--- RECORDS FOR THE EXERCISE ---
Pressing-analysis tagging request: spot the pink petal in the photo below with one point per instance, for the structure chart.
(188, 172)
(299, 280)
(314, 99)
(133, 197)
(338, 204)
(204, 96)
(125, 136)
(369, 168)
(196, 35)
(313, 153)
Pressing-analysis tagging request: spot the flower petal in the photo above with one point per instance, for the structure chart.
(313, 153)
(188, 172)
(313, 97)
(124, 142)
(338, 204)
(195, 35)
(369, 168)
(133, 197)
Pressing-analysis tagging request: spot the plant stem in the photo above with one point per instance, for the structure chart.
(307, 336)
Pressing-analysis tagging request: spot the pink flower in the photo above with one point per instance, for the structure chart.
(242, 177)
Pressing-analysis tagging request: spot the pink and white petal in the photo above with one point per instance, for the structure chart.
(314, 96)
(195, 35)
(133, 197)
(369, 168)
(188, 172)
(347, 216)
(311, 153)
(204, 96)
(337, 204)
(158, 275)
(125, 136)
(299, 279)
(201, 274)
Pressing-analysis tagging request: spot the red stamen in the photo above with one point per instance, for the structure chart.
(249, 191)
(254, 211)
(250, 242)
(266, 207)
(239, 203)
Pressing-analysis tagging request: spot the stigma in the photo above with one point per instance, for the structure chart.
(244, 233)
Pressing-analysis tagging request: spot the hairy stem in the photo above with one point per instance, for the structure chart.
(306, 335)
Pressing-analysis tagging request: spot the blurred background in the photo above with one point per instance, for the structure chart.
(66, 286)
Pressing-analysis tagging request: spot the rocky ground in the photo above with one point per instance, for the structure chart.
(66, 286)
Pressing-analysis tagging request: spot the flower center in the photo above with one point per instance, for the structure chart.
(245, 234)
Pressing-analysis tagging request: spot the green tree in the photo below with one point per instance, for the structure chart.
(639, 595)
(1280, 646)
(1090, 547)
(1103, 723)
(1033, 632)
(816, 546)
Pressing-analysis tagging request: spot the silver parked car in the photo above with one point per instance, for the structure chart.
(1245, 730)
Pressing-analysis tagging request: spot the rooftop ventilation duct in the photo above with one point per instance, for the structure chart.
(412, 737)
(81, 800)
---
#### TASK OBJECTIVE
Retype word for word the line above with "Pressing-analysis tagging request: spot the green" and all lines after it, nothing else.

#### SOLUTION
Pressing-analysis tagging request: spot the green tree in the photo below with one point per instance, for the structure chart.
(639, 595)
(1280, 646)
(1090, 547)
(1103, 723)
(1033, 632)
(816, 546)
Pressing-analysis tagging request: spot the silver parked car in the photo above with one point per instance, for the structure chart.
(1245, 730)
Pressing-analysis tagging request: spot the rooftop ventilation duct in the photo above with one point per instance, for the structure chart.
(412, 737)
(81, 800)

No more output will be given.